■ **TASK TO CARRY OUT**
Please count the lines in the records below that contain the word "bathroom" and give only that number.

___

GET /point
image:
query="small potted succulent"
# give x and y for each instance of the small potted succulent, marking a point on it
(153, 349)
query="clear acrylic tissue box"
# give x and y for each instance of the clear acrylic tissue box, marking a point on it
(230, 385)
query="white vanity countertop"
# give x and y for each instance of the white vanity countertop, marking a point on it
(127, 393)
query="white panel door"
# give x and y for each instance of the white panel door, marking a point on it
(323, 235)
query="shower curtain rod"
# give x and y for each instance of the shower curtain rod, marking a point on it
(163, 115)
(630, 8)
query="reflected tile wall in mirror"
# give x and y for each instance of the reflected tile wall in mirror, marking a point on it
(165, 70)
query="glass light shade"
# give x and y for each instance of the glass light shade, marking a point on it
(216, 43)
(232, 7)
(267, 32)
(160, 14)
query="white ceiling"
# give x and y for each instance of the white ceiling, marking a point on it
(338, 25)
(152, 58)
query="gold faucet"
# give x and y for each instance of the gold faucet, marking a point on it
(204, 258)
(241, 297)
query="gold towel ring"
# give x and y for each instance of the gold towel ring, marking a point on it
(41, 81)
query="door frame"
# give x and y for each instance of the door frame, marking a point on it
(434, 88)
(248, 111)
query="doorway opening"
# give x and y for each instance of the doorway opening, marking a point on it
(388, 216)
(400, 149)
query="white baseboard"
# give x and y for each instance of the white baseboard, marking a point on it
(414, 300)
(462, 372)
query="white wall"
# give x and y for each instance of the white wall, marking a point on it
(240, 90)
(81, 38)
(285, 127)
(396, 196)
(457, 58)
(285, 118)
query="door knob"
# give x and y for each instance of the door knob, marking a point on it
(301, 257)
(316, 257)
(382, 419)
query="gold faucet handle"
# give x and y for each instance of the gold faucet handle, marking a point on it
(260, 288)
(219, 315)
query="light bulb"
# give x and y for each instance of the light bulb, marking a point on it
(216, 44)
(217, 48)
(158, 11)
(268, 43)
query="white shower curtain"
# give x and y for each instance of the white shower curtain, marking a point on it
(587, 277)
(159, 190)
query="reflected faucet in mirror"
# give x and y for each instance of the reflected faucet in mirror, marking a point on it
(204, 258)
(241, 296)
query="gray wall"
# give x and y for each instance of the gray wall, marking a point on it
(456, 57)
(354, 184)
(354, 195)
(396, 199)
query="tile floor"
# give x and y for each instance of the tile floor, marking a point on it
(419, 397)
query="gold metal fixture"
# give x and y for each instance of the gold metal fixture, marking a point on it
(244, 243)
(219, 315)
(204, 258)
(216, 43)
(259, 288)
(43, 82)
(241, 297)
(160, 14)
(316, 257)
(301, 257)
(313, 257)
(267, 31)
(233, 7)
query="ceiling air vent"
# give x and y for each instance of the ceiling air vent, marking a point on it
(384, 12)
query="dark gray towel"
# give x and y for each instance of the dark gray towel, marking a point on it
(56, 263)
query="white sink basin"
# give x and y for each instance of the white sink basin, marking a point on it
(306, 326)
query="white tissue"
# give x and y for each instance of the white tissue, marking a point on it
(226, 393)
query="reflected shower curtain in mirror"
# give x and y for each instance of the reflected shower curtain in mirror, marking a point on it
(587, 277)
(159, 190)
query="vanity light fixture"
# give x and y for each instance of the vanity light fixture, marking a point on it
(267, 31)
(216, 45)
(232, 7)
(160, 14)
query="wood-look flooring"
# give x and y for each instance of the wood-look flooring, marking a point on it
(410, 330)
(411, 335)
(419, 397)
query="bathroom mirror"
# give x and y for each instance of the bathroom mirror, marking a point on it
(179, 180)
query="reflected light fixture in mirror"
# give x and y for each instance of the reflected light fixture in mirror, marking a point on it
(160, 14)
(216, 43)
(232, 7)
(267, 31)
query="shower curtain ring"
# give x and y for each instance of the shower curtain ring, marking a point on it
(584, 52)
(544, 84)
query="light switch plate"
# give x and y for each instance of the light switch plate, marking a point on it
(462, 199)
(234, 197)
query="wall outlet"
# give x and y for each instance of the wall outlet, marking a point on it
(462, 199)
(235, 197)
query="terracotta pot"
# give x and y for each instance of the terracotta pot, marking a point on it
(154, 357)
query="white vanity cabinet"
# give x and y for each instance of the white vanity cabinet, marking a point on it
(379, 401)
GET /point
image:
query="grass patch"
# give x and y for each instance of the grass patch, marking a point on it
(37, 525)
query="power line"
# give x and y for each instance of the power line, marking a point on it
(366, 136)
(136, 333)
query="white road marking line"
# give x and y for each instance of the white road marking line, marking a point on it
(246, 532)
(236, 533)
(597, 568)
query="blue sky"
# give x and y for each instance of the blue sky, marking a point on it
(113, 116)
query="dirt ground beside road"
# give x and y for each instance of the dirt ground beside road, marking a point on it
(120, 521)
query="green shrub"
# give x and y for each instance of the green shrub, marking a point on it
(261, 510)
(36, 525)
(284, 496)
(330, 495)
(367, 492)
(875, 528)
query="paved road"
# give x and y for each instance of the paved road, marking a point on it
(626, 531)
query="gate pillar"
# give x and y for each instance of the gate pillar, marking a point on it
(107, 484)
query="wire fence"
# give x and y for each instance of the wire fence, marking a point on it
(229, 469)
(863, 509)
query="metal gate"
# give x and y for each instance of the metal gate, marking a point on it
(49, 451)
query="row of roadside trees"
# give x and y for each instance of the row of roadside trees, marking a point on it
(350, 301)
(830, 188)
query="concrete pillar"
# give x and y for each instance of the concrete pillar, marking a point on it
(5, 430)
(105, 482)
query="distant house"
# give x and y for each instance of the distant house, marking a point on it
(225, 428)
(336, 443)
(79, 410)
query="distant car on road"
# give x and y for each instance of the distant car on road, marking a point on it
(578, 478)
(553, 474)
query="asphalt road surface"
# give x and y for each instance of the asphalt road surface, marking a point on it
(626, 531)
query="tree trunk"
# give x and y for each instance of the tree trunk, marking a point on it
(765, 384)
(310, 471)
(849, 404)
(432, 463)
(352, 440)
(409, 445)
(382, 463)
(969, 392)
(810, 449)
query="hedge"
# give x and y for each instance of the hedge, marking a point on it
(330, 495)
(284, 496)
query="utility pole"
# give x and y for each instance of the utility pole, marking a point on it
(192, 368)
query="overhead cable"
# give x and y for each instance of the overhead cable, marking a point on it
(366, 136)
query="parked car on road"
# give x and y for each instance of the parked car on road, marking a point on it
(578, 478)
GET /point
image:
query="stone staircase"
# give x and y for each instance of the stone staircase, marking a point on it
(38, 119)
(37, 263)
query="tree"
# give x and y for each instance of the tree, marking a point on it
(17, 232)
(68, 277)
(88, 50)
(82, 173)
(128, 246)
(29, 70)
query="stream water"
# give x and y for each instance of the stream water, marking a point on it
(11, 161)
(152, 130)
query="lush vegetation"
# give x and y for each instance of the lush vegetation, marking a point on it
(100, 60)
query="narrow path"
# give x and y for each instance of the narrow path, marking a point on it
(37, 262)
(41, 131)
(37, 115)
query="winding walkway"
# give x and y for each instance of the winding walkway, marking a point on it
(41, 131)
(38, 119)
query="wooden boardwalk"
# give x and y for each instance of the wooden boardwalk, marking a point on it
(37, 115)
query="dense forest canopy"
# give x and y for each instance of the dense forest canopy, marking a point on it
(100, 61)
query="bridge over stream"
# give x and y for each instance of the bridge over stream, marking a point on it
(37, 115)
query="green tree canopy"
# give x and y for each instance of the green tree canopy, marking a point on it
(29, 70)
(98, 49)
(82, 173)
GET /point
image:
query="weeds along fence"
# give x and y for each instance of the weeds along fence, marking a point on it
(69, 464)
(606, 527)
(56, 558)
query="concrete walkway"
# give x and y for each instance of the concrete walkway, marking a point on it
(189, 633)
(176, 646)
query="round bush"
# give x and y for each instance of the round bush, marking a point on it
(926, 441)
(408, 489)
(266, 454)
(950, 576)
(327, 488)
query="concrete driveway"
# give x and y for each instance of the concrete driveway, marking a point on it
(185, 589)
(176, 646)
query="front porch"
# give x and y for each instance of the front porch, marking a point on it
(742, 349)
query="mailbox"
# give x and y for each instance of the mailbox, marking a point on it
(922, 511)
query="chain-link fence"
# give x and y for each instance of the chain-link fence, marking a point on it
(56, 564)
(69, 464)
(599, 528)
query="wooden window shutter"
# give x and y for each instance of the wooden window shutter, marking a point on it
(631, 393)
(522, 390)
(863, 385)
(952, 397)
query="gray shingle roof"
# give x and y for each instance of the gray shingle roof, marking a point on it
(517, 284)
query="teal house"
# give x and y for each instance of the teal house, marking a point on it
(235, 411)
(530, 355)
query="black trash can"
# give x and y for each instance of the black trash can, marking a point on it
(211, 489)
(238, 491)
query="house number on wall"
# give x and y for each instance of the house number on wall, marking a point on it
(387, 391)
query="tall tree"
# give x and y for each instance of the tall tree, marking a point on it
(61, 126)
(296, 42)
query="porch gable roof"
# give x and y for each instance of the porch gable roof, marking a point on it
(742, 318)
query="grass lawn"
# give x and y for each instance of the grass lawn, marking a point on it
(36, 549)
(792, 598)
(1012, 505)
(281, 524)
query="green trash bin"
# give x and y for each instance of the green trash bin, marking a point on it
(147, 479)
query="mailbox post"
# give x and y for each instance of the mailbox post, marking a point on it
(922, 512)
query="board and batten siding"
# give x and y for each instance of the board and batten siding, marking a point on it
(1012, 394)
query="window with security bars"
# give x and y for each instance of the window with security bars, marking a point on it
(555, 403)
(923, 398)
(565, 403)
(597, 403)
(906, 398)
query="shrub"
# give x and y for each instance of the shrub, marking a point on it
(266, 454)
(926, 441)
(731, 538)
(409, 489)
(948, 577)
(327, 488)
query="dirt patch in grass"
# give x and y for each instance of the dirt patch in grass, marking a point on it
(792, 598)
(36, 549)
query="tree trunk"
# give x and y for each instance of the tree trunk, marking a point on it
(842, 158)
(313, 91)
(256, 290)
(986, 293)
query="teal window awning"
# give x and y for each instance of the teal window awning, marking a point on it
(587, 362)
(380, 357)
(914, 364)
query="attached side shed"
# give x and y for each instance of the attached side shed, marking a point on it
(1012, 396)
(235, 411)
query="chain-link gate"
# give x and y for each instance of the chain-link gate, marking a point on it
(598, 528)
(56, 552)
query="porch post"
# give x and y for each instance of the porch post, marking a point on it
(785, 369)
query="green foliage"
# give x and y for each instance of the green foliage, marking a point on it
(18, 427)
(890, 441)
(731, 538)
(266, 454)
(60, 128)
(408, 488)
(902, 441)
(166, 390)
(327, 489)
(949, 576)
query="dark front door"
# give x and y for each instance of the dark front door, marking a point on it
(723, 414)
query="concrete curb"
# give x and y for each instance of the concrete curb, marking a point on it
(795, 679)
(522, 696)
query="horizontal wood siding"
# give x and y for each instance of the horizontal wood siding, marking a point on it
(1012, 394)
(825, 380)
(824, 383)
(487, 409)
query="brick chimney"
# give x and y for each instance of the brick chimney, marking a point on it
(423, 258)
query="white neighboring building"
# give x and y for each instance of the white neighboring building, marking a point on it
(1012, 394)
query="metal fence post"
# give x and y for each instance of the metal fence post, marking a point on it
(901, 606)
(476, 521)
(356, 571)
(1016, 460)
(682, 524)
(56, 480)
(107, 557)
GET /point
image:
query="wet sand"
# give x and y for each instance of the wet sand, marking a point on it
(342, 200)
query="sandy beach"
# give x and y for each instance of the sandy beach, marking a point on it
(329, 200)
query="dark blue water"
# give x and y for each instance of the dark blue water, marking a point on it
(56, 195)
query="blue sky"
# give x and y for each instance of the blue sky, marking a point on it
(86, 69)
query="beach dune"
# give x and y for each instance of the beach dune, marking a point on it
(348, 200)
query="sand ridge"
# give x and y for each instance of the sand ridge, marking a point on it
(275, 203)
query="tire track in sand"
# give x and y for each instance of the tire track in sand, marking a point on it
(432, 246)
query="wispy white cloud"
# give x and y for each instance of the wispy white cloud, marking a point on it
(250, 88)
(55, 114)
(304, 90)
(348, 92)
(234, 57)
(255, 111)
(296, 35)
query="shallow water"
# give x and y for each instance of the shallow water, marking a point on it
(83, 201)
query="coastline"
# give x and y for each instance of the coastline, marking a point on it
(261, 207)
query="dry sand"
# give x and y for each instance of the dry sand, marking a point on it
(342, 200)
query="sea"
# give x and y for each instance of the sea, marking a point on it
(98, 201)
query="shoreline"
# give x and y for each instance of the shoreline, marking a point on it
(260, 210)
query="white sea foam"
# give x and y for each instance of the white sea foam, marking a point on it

___

■ **CORRECT RESPONSE**
2